EXTRACTED INFORMATION >>
##############################

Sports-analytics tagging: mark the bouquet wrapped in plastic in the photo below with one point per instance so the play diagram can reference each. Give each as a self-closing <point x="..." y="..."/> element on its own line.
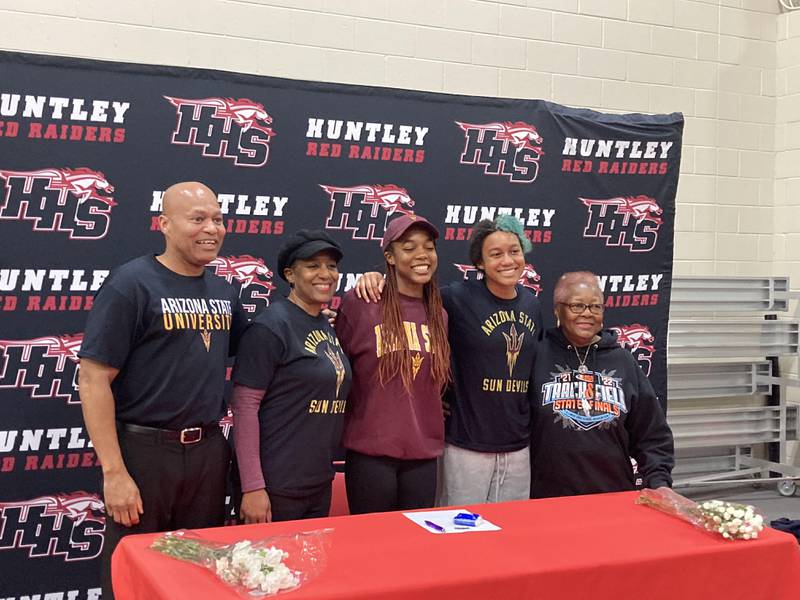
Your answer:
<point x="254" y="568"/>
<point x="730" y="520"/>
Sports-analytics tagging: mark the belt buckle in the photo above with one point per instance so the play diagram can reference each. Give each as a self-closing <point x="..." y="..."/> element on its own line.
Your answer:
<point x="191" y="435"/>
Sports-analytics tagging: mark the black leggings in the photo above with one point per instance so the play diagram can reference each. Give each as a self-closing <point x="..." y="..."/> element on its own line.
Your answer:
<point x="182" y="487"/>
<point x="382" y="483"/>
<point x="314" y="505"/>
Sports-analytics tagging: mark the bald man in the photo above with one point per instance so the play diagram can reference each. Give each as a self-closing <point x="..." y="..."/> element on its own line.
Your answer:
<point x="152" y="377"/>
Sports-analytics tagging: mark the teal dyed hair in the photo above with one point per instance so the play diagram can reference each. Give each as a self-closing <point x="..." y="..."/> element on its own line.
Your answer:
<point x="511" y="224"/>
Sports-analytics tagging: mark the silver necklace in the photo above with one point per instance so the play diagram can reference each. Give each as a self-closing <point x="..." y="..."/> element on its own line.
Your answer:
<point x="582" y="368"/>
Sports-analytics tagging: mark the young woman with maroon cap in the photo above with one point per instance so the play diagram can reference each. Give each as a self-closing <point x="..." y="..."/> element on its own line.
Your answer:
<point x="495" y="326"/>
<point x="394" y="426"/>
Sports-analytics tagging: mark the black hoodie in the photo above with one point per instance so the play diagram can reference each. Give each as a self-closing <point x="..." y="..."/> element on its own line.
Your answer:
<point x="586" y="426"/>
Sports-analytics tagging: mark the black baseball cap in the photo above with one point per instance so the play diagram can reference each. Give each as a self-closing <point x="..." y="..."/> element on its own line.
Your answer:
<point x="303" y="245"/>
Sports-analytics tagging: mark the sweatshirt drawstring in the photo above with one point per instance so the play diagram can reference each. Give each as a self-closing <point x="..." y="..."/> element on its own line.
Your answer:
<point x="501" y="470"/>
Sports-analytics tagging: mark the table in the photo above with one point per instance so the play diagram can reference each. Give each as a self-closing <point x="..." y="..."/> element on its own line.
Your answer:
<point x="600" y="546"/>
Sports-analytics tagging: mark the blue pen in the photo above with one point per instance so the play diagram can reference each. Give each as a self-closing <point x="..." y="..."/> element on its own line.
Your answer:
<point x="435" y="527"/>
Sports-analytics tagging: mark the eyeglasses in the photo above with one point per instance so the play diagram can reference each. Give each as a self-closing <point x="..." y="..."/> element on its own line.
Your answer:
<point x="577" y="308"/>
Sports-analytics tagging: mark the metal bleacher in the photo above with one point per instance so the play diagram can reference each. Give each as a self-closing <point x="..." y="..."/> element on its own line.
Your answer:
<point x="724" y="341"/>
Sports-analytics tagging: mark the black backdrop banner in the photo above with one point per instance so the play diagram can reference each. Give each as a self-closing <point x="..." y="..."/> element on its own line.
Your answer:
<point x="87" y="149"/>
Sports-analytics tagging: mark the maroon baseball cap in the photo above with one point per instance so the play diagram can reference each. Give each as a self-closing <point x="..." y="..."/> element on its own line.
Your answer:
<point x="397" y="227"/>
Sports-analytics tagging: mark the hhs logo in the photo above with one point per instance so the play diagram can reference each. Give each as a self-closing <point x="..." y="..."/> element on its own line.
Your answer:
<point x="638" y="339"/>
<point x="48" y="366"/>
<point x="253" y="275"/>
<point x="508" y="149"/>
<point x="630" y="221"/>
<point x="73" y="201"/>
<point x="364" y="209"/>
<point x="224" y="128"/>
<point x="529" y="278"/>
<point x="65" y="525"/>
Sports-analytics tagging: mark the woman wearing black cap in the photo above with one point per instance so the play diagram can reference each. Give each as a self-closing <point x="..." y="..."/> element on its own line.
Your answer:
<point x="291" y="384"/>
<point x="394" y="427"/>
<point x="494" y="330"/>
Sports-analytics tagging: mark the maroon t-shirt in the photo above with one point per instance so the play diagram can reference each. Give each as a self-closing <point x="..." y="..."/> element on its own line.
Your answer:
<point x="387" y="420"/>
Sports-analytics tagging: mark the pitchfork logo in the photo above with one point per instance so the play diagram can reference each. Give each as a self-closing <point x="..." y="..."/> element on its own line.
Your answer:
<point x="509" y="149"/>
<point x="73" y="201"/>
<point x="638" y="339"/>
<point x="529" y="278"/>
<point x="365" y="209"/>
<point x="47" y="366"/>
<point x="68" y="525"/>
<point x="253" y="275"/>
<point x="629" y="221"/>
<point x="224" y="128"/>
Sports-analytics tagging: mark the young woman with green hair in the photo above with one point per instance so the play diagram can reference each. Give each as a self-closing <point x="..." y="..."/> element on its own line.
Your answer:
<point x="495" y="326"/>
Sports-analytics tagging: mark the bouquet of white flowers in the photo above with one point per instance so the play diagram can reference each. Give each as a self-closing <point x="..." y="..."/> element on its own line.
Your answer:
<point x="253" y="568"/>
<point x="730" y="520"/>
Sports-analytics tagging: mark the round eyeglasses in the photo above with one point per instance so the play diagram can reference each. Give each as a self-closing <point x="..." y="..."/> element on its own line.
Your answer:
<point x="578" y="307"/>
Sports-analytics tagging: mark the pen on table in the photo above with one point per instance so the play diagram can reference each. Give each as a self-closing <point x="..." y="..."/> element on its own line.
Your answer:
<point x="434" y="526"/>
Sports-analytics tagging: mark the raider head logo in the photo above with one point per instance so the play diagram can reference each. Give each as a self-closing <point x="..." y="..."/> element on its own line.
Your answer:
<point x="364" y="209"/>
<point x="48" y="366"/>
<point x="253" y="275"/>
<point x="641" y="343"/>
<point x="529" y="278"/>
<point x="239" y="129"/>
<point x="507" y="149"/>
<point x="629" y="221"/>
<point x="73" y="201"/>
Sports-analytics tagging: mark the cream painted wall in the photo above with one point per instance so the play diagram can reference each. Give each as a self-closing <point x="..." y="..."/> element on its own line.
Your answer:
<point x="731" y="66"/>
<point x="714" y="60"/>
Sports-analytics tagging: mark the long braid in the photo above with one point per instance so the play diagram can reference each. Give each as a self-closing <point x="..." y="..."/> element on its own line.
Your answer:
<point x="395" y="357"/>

##############################

EXERCISE DETAILS >>
All of the lines above should be printed exactly, minus the pictures.

FULL SOLUTION >>
Sports-analytics tagging: mark the bouquet wrapped in plastic in the photo below with one point per instance so the play diagram can reference each. Give each as a self-closing <point x="..." y="..."/> element on its own line.
Your answer:
<point x="254" y="568"/>
<point x="730" y="520"/>
Sports-analytics tagging: mark the belt buckle in the photo above with one point per instance so the play diagram can reference each. Give each as a self-closing <point x="..." y="..."/> element on its own line.
Your answer:
<point x="191" y="435"/>
Sports-analytics tagging: mark the black leggings in the photo above with one point per instance so the play diagram can reference each. Give each as a self-closing <point x="..." y="..."/> element on its own line.
Your answer:
<point x="182" y="487"/>
<point x="382" y="483"/>
<point x="314" y="505"/>
Sports-analytics tagging: mark the bald man in the photo above with one point per instance so the play diagram can reference each. Give each as a self-closing <point x="..." y="..."/> element on its own line.
Your answer:
<point x="152" y="377"/>
Sports-analytics tagging: mark the teal dyed hair in the photo above with one point per instance so the play diagram can reference each. Give each as a self-closing <point x="..." y="..."/> element on its own line.
Your answer:
<point x="511" y="224"/>
Sports-analytics tagging: mark the silver necklace in the photo above with one point per instance so the play diagram can reference each. Give each as a self-closing <point x="..." y="..."/> element on its own line.
Your answer:
<point x="582" y="368"/>
Sports-analytics tagging: mark the young woman with maroon cap in the photo above with one point per instance so the play diagram can reference each. Give each as a self-closing <point x="..." y="..."/> element on its own line.
Your answer:
<point x="495" y="326"/>
<point x="394" y="426"/>
Sports-analytics tagging: mark the black hoodie in the photo above with one point per instance so the play diagram can reference each. Give each as a self-closing <point x="..." y="..."/> element on its own line.
Your answer:
<point x="586" y="426"/>
Sports-analytics tagging: mark the black baseball cap in the photo above with one point per instance so the play diagram can reference each. Give each as a self-closing <point x="..." y="..."/> element on its own line.
Your answer:
<point x="303" y="245"/>
Sports-analytics tagging: mark the sweatshirt drawstring in the photo above with one point per instance so the play diagram can reference each. Give each as a self-closing <point x="..." y="..."/> element on its own line.
Your answer:
<point x="501" y="470"/>
Sports-analytics tagging: mark the table in the photo above with one point per instance so the play diagram can reference each. Give each as a self-closing <point x="..." y="..."/> element on its own line.
Your answer:
<point x="600" y="546"/>
Sports-analytics tagging: mark the blue pen in the photo above with one point per instance so the play diagram can reference each. Give each as a self-closing <point x="..." y="..."/> element on its own line.
Your answer:
<point x="435" y="527"/>
Sports-analytics tagging: mark the eyeglasses in the photo above with one point per instance so the play diagram can reference each. Give each as a self-closing <point x="..." y="..."/> element on its own line.
Your answer:
<point x="577" y="308"/>
Sports-analytics tagging: mark the metal bleacher in the photo above with one point per instance so the play diagram can reference each. Give each as a self-closing <point x="..." y="..."/> element on its own line.
Your answer:
<point x="724" y="341"/>
Sports-analytics tagging: mark the black backdrop banner in the photo above with one point per instance so the play diagram can reference each. Give each as a self-closing <point x="..." y="..."/> element on its own line.
Your answer:
<point x="87" y="149"/>
Sports-analytics tagging: mark the maroon baseball cap in the photo above with one point per instance so the play diagram can reference each. Give each as a self-closing <point x="..." y="..."/> element on its own line.
Your answer:
<point x="397" y="227"/>
Sports-analytics tagging: mark the hhs logo in the photo above with one point per instance so the play diagram can reference each. Give each as a self-closing <point x="..." y="..."/> element on its own line.
Your answer:
<point x="638" y="339"/>
<point x="48" y="366"/>
<point x="253" y="275"/>
<point x="508" y="149"/>
<point x="630" y="221"/>
<point x="73" y="201"/>
<point x="364" y="209"/>
<point x="224" y="128"/>
<point x="529" y="278"/>
<point x="65" y="525"/>
Sports-analytics tagging: mark the woman wearing black cap in the photo above with one point per instance so the play diagram can reference each. Give each as a self-closing <point x="..." y="..."/> element on its own line.
Your answer:
<point x="291" y="384"/>
<point x="394" y="427"/>
<point x="494" y="330"/>
Sports-analytics tagging: mark the maroon t-shirt in the photo above with one point per instance so the play diagram can reference each. Give each as a self-closing <point x="..." y="..."/> element on its own line.
Your answer:
<point x="387" y="420"/>
Sports-analytics tagging: mark the pitchfork logo in the photo above with one point per instance so the play diagram can reference each. Give each as a self-closing <point x="..." y="..."/> element on its own line.
Your answer:
<point x="509" y="149"/>
<point x="73" y="201"/>
<point x="638" y="339"/>
<point x="529" y="278"/>
<point x="365" y="209"/>
<point x="47" y="366"/>
<point x="68" y="525"/>
<point x="253" y="275"/>
<point x="629" y="221"/>
<point x="224" y="128"/>
Sports-analytics tagging: mark the young woman with green hair in the photo above with one point per instance so the play diagram can reference each. Give each as a self-closing <point x="..." y="..."/> element on its own line.
Your answer:
<point x="495" y="326"/>
Sports-analytics tagging: mark the bouquet of white flowers in the photo above with one point per instance so the play diagram can reference each. Give each as a self-closing <point x="..." y="..."/> element on its own line.
Your answer:
<point x="253" y="568"/>
<point x="730" y="520"/>
Sports-analytics tagging: mark the round eyeglasses in the photo above with one point per instance so the play diagram can reference each. Give each as a self-closing <point x="..." y="..."/> element on its own line.
Your answer:
<point x="578" y="307"/>
Sports-analytics tagging: mark the pen on table in the photo above with one point per instance so the play diagram can reference each. Give each as a self-closing <point x="..." y="..."/> element on its own line.
Your answer:
<point x="434" y="526"/>
Sports-analytics tagging: mark the raider head logo in the photo above with one point per instance so the play diagram can reference each. Give each as a self-closing <point x="..." y="..."/> element on its own line.
Your answer:
<point x="364" y="209"/>
<point x="48" y="366"/>
<point x="253" y="275"/>
<point x="641" y="343"/>
<point x="529" y="278"/>
<point x="239" y="129"/>
<point x="507" y="149"/>
<point x="629" y="221"/>
<point x="73" y="201"/>
Sports-analytics tagging: mark the cream painted wall in the photo above with one point per instance so the play diagram can reference each. Give each as a self-closing <point x="..." y="..."/> element on its own line.
Your answer:
<point x="731" y="66"/>
<point x="714" y="60"/>
Sports-analytics tagging: mark the long braid in the photo above with one point per instance so the play diagram can reference each. Give each as a self-closing <point x="..." y="..."/> element on its own line.
Your answer:
<point x="395" y="357"/>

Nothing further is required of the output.